EXTRACTED RECORDS:
__________________________________________________

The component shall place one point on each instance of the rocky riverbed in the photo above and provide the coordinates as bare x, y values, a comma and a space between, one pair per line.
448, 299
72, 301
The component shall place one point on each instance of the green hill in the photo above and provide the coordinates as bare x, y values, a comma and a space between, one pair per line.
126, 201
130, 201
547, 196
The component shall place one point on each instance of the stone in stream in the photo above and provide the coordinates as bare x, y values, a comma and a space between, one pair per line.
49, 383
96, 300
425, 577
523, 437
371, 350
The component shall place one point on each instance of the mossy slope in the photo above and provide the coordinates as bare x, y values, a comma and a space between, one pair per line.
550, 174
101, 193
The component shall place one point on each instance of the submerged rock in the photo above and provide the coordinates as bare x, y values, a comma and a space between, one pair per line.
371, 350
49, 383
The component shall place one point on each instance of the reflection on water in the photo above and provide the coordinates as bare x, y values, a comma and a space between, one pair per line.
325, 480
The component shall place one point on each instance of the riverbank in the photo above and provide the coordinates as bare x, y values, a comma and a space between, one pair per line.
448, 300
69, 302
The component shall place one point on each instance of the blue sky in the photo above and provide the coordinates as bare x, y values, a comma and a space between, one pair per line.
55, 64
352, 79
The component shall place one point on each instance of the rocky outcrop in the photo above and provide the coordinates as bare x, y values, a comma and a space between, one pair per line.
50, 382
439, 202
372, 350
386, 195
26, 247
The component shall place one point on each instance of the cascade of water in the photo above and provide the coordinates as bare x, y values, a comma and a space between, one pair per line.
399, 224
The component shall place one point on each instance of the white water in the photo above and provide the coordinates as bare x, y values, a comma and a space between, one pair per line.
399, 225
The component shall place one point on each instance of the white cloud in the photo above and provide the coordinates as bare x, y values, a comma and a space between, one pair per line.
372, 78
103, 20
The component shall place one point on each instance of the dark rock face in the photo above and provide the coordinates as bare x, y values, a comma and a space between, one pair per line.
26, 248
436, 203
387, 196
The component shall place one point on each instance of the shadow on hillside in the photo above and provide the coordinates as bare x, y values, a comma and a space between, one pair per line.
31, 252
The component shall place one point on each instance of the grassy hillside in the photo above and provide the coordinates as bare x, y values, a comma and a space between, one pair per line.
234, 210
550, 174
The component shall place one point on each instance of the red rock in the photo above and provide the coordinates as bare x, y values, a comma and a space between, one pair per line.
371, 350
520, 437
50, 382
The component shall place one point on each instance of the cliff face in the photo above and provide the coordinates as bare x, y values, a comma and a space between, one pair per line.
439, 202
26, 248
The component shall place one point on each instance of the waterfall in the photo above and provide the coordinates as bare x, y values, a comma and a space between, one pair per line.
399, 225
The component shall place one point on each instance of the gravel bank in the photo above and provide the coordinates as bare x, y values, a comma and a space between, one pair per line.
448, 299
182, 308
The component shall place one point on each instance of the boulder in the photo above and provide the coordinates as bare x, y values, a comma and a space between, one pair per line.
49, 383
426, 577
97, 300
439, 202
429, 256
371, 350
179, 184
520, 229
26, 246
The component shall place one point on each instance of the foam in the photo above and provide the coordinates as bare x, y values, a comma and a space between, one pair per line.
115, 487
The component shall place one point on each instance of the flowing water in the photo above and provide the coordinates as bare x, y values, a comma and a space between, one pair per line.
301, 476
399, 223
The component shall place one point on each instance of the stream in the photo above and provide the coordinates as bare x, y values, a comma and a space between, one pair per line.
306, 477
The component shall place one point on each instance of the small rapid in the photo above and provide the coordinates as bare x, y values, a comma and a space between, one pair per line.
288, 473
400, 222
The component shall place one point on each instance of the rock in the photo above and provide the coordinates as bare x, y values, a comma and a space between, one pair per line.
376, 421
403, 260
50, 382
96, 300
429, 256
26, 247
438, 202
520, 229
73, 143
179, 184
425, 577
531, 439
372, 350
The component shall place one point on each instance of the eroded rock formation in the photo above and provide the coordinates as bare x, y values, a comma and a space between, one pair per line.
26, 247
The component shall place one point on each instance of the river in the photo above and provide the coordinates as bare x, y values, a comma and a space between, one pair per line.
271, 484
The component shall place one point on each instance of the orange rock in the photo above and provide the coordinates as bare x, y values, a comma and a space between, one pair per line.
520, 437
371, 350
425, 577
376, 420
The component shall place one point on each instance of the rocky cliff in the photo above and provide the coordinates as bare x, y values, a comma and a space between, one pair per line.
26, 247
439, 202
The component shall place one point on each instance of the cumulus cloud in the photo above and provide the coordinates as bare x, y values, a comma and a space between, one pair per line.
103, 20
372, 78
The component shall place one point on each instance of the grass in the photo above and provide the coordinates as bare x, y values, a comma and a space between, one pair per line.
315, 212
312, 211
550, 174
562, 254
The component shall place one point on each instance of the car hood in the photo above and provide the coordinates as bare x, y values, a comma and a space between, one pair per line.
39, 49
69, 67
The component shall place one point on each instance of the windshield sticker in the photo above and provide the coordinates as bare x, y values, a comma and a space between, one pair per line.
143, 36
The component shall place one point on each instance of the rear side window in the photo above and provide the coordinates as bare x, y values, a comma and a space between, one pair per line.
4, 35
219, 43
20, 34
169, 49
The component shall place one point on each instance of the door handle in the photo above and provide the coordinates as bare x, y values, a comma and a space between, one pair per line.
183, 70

__________________________________________________

The answer is the full set of records above, repeated exactly.

The component shall place one point on each instance of the rocky riverbed in the photo above and provide the coordinates as bare x, y values, a comma and a space between, one pair per line.
448, 299
72, 301
The component shall place one point on each instance of the green hill in the photo above and provide the coordinates as bare x, y values, a comma and a space between, one pair per line.
126, 201
130, 201
547, 196
The component shall place one point on each instance of the stone in stream in the photo above and provide the coordinates as bare x, y values, a comma and a space between, one pair per line.
49, 383
96, 300
425, 577
523, 437
371, 350
The component shall place one point on each instance of the mossy slope in the photo above and provide the coordinates as bare x, y values, a comma and a space between, one pair per line.
550, 174
101, 193
The component shall place one point on each instance of the submerged rock in the photo above and provide the coordinates as bare x, y values, a comma and a space between, one pair per line.
371, 350
49, 383
The component shall place one point on each instance of the reflection on water in the photo above and provide the coordinates as bare x, y values, a comma and a space between, one pair per line.
325, 480
The component shall place one point on each instance of the riverbank in the photo above and provide the coordinates as bare x, y values, a comma and a space between, one pair per line.
448, 300
69, 302
The component shall place one point on each instance of the blue sky in the photo above and provide the coordinates as bare x, y values, a comma and a space between, one pair per line.
55, 64
352, 79
The component shall place one point on each instance of the rocky outcrop in the photo above and provide the coordinates as bare x, y values, a comma and a space between, one pair per line.
50, 382
439, 202
372, 350
386, 195
26, 247
The component shall place one point on each instance of the cascade of water in the photo above and provide the coordinates as bare x, y values, a comma and a space between, one pair per line.
399, 224
The component shall place one point on each instance of the white water in the photo above and provide the coordinates as bare x, y values, a comma and a space between, one pair per line.
399, 225
The component shall place one point on each instance of the white cloud in the photo above and provide the coordinates as bare x, y values, a comma and a space between, one pair per line.
372, 78
103, 20
The component shall place one point on each instance of the dark rock face in the photo above and provide the coordinates as bare x, y values, a comma and a space between, one pair per line.
26, 248
436, 203
387, 196
The component shall place one point on each instance of the shadow on hillside in the photo above and provide the coordinates as bare x, y values, a comma and a space between, one pair per line.
31, 252
The component shall place one point on each instance of the grassy hillside in the photo above and provide the coordinates as bare x, y values, a comma and a space between, one pair per line.
234, 210
550, 174
The component shall place one point on each instance of the red rock in the photo above and provide the coordinates as bare x, y values, a comma and a space between, one pair per line.
371, 350
520, 437
50, 382
The component shall place one point on each instance of the cliff face in the photo above and provide the coordinates as bare x, y values, a comma and a space between, one pair per line.
439, 202
26, 248
The component shall place one point on each instance of the waterfall in the photo above and provide the coordinates as bare x, y values, a comma and a space between, one pair per line.
399, 225
The component shall place one point on each instance of the gravel bank in the photo above and provide the coordinates as bare x, y values, a comma and a space between, one pair per line.
448, 299
182, 308
The component shall place one point on each instance of the boulder in the photo above and provide the coordinates as bare x, y values, a comma and a space between, one pair per line.
49, 383
426, 577
97, 300
439, 202
429, 256
371, 350
179, 184
520, 229
26, 246
The component shall place one point on each instance of the foam in the photo above and provide the coordinates as bare x, y values, a comma and a space between, one pair per line.
115, 487
The component shall place one point on each instance of the flowing water in the photo above and provide the coordinates as bare x, y values, a comma and a space between, one pair per line.
301, 476
399, 223
The component shall place one point on each instance of the stream in the photo above and provide the coordinates as bare x, y values, a comma and a space between, one pair per line.
306, 477
The component shall place one point on each instance of the small rapid in the photo above and provide the coordinates as bare x, y values, a comma and a space between, one pair per line.
288, 473
400, 222
The component shall place one point on each instance of the rock in the photo above and provide the coordinates as bare x, y values, a comma and a space between, one pair per line.
376, 421
403, 260
50, 382
96, 300
429, 256
26, 247
438, 202
520, 229
73, 143
179, 184
425, 577
531, 439
372, 350
The component shall place one point on each instance of the eroded rock formation in the photo above and provide the coordinates as bare x, y values, a comma and a space between, one pair per line.
26, 247
The component shall place one point on each instance of the river in the photo above and provide the coordinates as bare x, y values, a comma and a space between, one pair per line.
271, 484
The component shall place one point on each instance of the orange rock in the photo above and provide the coordinates as bare x, y values, a comma and a space between, one pair per line.
520, 437
371, 350
425, 577
376, 420
The component shall place one point on each instance of the rocky cliff in the photo above and provide the coordinates as bare x, y values, a comma and a space between, one pair per line.
26, 247
439, 202
The component shall place one point on each instance of the cumulus cloud in the photo above and provide the coordinates as bare x, y values, a comma and a space between, one pair per line.
103, 20
372, 78
The component shall place one point on each instance of the grass in the photo above and provide the coordinates as bare x, y values, a comma and a space between, one pair per line.
315, 212
312, 211
550, 174
562, 254
The component shall place one point on each instance of the car hood in the photo above and provide the coordinates as bare x, y values, a comma and a space between, one pair per line.
39, 49
69, 67
The component shall place one point on each instance of the windshield sticker in the photo above and provide the coordinates as bare x, y values, a comma and a space between, one pair per line.
143, 36
The component shall place one point on each instance of the rear side window in the photo above and provide the coordinates as bare x, y values, a comma and a space between, one pair per line.
4, 35
219, 43
20, 34
169, 49
The component shall place one point on each instance of the door handle in the photo above and provide the coordinates as bare x, y values, a comma and a space between, one pair per line.
183, 70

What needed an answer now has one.